- **EXERCISE REQUIREMENTS**: From the first line to the last, reproduce the material exactly.

- **EXERCISE DATA**:

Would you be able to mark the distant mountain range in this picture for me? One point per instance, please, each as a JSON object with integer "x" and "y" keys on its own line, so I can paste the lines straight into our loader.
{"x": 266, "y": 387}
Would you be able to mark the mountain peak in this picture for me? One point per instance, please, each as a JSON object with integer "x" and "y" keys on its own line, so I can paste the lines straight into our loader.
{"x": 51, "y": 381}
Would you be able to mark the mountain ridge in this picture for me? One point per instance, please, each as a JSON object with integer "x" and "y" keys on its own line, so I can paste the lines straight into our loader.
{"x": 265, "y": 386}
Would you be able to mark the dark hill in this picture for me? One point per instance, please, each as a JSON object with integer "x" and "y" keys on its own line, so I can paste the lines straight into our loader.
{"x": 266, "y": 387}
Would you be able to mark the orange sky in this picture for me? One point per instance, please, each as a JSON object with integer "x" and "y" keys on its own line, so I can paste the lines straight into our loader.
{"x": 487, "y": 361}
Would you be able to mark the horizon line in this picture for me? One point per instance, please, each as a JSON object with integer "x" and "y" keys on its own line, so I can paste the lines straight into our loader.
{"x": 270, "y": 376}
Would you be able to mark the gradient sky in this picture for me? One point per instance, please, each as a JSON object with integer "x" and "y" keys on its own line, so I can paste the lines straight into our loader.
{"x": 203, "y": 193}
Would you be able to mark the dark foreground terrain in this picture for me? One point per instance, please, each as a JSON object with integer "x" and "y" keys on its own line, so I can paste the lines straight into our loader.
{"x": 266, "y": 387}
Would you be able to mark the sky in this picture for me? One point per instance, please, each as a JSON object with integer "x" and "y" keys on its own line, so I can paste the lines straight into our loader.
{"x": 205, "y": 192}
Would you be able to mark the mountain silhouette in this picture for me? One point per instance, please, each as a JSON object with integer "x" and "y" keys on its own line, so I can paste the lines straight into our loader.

- **SOLUTION BELOW**:
Would you be able to mark the distant mountain range in this picture for me? One point per instance, please, each as a JSON object with integer "x" and "y" keys on its own line, so I can paste the lines straight into our loader.
{"x": 266, "y": 387}
Would you be able to mark the mountain peak in this picture for me? One point per instance, please, each as a JSON object with integer "x" and "y" keys on its own line, so I can paste the lines straight into our loader.
{"x": 51, "y": 381}
Would you be able to mark the mountain ridge in this picture for me? One point per instance, please, each as a JSON object with integer "x" and "y" keys on its own line, so I can paste the lines straight into our loader.
{"x": 265, "y": 386}
Would you be able to mark the dark hill in this picture for me? One point per instance, please, each as a JSON object with integer "x" and "y" keys on its own line, so I can paste the lines straight into our loader.
{"x": 266, "y": 387}
Would you be able to mark the orange sky in this picture for me? One point per instance, please, each as a JSON object with integer "x" and "y" keys on its own line, so I can paste the lines straight into our loader.
{"x": 487, "y": 361}
Would you be able to mark the horizon line in this picture for me? One point per instance, please, each as a JSON object with integer "x" and "y" keys on its own line, so I can paste the lines straight into our loader.
{"x": 270, "y": 376}
Would you be able to mark the gradient sky in this picture for me? One point per instance, please, each as a JSON object with integer "x" and "y" keys on its own line, so I can paste the lines straight into our loader.
{"x": 203, "y": 193}
Would you be able to mark the dark foreground terrain in this picture for me? One point per instance, please, each as a JSON object with integer "x" and "y" keys on its own line, so I can paste the lines straight into our loader.
{"x": 266, "y": 387}
Would you be able to mark the sky in this picture for me? One point per instance, please, each as a JSON object with integer "x" and "y" keys on its own line, so I can paste the lines straight into our loader.
{"x": 205, "y": 192}
Would you be able to mark the mountain silhouette in this picture for me? One point per instance, please, each as a JSON object with integer "x" and "y" keys on its own line, so I can paste the lines straight into our loader.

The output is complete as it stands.